# [Consigne]
Transcrivez à l'identique le passage du texte sur Leibniz qui s'ouvre sur les mots contenant « L'intervention de la » et se termine par « son seul concours. ».

# [Texte proposé]
**********

L'intervention de la volonté divine après la création
n'est donc pas nécessaire et Dieu devrait donc en faire
l'économie. Pour Leibniz, même le concours exceptionnel de Dieu,
qui est toujours envisageable, ne peut manquer d'obéir tout de
même à ce principe suprême ; lorsque nous croyons que
Dieu agit sans règle, c'est qu'il agit selon une loi que nous ne
connaissons pas et il peut ainsi transgresser les lois du monde telles que nous
les connaissons imparfaitement. Leibniz est donc d'accord avec les
cartésiens sur le fait que Dieu est nécessaire pour maintenir le
monde mais il juge illégitime d'expliquer tous les
évènements particuliers et tous les détails du monde par
son seul concours.
« Il est bien vrai qu'il n'y a point d'influence
réelle d'une substance créée sur l'autre, en parlant selon
la rigueur métaphysique, et que toutes les choses, avec toutes leurs
réalités, sont continuellement produites par la vertu de
Dieu : mais pour résoudre des problèmes, il n'est pas assez
d'employer la cause générale, et de faire venir ce qu'on appelle
Deum ex machina. Car lorsque cela se fait sans qu'il y ait autre
explication qui se puisse tirer de l'ordre des causes secondes, c'est
proprement recourir au miracle. En Philosophie il faut tâcher de rendre
raison, en faisant connaître de quelle façon les choses
s'exécutent par la sagesse divine, conformément à la
notion du sujet dont il s'agit » (Système nouveau de la
nature). Si les cartésiens se défendent de recourir au
miracle en affirmant que Dieu intervient certes exceptionnellement mais en
suivant tout de même des lois fixes, Leibniz donne ici une autre
définition du miracle qui consiste dans l'intervention de Dieu sans
causes secondes c'est-à-dire hors du cours naturel des choses et de la
contingence. Les cartésiens font en réalités exactement ce
qu'ils reprochent aux scolastiques et à leurs qualités occultes,
tout expliquer par une cause qui ne nous donne pas le fonctionnement des choses
et de leur détail.

**********

# [Documents fournis]
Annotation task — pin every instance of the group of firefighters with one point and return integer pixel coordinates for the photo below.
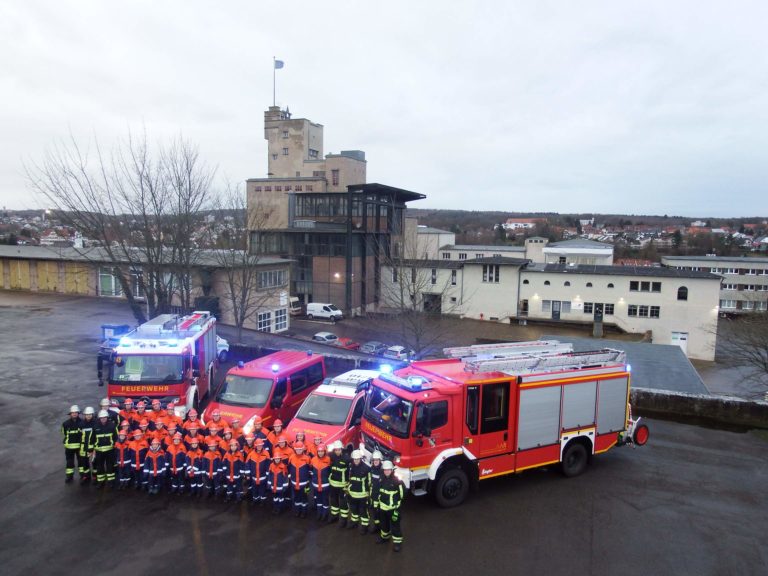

**********

# [Corrigé de l'exercice]
L'intervention de la volonté divine après la création
n'est donc pas nécessaire et Dieu devrait donc en faire
l'économie. Pour Leibniz, même le concours exceptionnel de Dieu,
qui est toujours envisageable, ne peut manquer d'obéir tout de
même à ce principe suprême ; lorsque nous croyons que
Dieu agit sans règle, c'est qu'il agit selon une loi que nous ne
connaissons pas et il peut ainsi transgresser les lois du monde telles que nous
les connaissons imparfaitement. Leibniz est donc d'accord avec les
cartésiens sur le fait que Dieu est nécessaire pour maintenir le
monde mais il juge illégitime d'expliquer tous les
évènements particuliers et tous les détails du monde par
son seul concours.